> **ASSIGNMENT**:
Give the lines again exactly as they appear, beginning at the one with "cactus-like tree and record the pixel coordinates." and ending at the last line of the records.

Segment Open

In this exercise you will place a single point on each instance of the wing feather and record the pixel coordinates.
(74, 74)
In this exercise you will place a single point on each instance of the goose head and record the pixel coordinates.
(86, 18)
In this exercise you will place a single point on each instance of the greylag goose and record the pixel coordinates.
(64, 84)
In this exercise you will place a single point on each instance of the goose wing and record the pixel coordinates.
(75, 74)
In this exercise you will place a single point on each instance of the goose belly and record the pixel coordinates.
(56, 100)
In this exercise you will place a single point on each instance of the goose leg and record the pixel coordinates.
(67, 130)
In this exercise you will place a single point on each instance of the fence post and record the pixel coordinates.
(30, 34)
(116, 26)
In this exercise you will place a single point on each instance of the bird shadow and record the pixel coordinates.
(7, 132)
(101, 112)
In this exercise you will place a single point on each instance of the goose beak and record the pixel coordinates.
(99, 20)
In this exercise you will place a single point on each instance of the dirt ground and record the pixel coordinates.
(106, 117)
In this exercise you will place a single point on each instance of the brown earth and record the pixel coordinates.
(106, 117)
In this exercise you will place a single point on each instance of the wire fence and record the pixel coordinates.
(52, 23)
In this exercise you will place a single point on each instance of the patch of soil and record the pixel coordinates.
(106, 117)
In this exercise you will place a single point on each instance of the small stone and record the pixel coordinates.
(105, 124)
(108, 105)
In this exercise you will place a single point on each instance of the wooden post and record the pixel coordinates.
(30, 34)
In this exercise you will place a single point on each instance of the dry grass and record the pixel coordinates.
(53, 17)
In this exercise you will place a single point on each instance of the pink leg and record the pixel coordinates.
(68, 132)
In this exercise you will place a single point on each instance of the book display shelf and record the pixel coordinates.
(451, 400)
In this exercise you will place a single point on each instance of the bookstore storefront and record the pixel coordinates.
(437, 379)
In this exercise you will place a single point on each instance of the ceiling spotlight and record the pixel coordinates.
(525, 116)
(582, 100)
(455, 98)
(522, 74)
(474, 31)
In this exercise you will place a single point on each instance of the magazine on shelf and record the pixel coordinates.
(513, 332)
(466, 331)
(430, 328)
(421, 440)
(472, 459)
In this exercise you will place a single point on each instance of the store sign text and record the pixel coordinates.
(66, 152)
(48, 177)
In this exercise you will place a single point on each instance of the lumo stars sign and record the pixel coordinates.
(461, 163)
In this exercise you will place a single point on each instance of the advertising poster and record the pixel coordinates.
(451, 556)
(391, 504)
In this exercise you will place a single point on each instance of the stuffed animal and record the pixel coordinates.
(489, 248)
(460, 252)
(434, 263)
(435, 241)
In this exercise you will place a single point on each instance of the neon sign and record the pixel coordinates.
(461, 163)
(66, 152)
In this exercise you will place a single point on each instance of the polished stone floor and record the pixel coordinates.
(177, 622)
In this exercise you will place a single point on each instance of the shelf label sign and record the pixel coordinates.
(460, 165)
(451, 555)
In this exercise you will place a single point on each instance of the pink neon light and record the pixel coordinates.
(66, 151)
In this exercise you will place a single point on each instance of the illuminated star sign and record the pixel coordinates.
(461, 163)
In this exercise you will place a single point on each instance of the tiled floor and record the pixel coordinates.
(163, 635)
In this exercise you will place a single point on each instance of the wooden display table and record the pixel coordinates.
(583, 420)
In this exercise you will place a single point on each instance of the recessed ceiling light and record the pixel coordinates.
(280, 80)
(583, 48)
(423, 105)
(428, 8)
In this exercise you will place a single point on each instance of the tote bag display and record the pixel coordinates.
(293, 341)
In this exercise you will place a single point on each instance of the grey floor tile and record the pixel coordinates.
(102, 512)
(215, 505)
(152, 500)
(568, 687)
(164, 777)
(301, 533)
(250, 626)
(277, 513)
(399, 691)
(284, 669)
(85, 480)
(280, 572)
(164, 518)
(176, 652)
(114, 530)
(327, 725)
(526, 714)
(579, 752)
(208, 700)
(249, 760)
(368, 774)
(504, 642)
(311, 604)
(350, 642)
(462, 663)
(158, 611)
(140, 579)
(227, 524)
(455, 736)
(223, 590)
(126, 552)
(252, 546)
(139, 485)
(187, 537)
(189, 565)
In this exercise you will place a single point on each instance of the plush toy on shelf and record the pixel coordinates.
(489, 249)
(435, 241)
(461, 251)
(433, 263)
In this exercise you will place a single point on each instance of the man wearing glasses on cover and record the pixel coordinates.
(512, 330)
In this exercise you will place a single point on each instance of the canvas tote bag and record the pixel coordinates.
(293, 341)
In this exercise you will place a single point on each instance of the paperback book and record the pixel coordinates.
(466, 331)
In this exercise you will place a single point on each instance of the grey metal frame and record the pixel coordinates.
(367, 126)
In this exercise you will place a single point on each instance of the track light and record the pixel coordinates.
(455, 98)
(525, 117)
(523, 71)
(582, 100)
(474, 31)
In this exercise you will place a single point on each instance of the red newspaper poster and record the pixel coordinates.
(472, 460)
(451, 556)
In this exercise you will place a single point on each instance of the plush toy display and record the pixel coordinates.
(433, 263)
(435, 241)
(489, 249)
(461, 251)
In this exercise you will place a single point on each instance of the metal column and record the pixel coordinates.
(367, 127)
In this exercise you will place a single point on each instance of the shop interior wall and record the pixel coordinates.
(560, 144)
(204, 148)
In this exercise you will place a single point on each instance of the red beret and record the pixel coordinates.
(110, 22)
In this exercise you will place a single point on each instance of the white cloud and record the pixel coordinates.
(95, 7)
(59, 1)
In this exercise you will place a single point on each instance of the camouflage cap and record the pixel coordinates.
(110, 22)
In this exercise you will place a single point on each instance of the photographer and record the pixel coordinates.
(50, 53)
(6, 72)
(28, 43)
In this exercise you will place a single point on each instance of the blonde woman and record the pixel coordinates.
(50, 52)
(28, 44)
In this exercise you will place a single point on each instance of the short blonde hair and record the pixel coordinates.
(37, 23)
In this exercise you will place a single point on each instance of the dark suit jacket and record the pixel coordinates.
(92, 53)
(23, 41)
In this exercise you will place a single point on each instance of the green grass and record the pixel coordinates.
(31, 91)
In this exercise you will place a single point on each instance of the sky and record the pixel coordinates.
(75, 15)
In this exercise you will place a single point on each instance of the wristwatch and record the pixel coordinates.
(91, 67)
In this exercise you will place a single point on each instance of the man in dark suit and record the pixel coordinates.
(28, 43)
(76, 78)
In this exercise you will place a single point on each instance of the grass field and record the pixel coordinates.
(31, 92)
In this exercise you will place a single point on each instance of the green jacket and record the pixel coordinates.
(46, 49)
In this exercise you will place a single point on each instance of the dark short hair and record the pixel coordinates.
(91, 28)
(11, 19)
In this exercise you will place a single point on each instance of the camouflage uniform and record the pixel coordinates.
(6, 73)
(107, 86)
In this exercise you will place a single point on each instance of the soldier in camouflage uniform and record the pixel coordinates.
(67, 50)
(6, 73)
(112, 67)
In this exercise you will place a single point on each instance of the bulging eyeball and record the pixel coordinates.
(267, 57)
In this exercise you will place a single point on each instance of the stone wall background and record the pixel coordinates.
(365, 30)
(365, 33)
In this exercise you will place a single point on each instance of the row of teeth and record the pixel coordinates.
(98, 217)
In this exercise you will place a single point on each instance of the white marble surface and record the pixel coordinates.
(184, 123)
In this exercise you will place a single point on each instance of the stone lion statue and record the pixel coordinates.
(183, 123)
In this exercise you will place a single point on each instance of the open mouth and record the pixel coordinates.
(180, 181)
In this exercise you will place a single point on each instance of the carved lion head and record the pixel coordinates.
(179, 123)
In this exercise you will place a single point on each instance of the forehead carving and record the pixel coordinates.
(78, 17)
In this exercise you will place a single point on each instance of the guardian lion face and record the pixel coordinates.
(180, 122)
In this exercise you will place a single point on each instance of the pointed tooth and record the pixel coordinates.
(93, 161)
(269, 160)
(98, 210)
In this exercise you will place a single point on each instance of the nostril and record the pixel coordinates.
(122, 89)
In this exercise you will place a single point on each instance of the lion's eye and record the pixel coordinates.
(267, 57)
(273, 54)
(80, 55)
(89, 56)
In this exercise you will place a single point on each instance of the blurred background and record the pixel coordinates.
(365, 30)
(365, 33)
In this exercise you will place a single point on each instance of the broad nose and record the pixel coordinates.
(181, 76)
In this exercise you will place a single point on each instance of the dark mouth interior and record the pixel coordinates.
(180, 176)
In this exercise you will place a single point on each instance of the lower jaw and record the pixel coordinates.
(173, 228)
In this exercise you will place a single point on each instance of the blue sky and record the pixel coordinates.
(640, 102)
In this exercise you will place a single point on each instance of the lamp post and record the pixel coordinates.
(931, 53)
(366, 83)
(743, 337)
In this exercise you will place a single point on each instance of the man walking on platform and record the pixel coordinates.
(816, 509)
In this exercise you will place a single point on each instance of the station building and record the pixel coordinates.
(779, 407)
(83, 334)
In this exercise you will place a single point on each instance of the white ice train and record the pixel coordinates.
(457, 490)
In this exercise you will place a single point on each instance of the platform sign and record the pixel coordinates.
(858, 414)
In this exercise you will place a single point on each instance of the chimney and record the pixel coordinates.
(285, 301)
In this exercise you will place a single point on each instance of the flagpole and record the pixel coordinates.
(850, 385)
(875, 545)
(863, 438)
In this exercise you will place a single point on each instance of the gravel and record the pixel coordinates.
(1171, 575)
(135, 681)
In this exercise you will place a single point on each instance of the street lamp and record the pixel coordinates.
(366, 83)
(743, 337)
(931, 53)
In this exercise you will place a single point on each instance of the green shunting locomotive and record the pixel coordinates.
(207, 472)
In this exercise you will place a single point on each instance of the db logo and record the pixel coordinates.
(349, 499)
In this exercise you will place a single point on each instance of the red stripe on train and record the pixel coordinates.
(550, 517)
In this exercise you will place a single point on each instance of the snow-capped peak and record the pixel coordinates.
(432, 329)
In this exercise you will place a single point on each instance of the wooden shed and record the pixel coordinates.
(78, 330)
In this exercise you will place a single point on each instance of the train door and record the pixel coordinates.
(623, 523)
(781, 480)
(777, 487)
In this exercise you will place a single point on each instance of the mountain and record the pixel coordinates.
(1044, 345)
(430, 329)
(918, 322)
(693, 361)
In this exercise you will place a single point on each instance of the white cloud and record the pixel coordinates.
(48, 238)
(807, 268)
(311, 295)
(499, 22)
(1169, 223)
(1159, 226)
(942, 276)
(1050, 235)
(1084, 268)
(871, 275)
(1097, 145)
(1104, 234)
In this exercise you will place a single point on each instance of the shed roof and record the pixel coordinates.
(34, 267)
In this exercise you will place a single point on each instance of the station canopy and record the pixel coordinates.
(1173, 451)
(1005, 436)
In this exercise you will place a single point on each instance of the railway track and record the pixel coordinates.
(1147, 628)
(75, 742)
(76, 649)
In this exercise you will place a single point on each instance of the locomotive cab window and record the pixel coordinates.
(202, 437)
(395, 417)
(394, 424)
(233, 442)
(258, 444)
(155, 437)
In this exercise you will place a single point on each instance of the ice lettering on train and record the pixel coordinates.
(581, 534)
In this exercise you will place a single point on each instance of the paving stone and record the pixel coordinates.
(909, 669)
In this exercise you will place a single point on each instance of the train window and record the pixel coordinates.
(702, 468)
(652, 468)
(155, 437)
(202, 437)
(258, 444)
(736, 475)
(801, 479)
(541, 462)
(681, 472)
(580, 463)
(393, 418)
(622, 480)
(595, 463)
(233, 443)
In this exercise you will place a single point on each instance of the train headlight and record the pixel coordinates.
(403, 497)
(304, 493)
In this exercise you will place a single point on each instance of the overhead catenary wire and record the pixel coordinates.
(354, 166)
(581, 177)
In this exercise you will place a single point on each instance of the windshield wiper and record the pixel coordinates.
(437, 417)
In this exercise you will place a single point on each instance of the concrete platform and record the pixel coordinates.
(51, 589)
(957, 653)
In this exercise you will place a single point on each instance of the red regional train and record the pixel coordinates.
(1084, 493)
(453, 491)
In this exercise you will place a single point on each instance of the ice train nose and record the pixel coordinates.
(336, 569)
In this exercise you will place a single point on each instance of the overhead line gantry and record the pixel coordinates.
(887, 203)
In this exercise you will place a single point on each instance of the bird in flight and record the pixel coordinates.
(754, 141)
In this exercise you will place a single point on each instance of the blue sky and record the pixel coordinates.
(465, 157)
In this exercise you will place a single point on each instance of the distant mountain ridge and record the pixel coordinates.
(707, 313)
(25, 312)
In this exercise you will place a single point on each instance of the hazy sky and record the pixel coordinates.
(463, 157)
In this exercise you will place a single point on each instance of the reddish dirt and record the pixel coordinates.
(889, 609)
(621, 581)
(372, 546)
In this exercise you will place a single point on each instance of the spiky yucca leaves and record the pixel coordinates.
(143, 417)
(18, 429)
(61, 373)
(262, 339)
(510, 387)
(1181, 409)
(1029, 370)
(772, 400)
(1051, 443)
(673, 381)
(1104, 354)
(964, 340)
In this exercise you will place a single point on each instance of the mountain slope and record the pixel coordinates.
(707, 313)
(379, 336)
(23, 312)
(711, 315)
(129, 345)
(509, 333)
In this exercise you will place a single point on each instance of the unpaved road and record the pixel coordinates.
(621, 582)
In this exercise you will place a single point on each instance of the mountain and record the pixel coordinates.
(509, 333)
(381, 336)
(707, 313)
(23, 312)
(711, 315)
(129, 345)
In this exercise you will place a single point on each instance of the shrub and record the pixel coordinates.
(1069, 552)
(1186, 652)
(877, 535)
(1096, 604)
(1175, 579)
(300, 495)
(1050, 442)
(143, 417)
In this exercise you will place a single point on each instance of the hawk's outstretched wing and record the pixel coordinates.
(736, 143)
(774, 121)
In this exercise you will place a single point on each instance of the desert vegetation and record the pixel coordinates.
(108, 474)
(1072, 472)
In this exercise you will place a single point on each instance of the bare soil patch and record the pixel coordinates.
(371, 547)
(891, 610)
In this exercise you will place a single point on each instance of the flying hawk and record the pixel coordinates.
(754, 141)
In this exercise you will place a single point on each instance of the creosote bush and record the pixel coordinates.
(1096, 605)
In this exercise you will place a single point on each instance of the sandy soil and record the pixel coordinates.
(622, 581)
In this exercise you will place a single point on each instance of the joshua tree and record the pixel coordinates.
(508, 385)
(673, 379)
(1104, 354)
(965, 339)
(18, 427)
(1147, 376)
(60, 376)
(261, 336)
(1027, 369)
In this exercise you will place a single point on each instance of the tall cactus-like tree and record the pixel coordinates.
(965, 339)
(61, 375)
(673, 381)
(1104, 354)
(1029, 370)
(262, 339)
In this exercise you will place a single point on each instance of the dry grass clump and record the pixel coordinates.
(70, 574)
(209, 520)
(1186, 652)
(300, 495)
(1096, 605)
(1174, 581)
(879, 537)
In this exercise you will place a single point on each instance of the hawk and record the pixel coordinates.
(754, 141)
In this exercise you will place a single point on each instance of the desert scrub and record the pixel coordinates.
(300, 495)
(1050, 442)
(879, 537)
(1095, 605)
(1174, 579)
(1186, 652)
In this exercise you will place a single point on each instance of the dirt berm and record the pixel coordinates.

Segment Closed

> **RESPONSE FOR THIS EXERCISE**:
In this exercise you will place a single point on each instance of the tall cactus-like tree and record the pixel coordinates.
(965, 339)
(61, 375)
(673, 381)
(1104, 354)
(1029, 370)
(262, 339)
In this exercise you will place a single point on each instance of the dry grass clump and record the pixel coordinates.
(70, 574)
(209, 520)
(1186, 652)
(300, 495)
(1096, 605)
(1174, 581)
(879, 537)
In this exercise you will place a single point on each instance of the hawk and record the pixel coordinates.
(754, 141)
In this exercise you will place a single point on each instance of the desert scrub and record the pixel coordinates.
(300, 495)
(1050, 442)
(879, 537)
(1095, 605)
(1174, 579)
(1186, 652)
In this exercise you will place a single point on each instance of the dirt berm and record the pixel coordinates.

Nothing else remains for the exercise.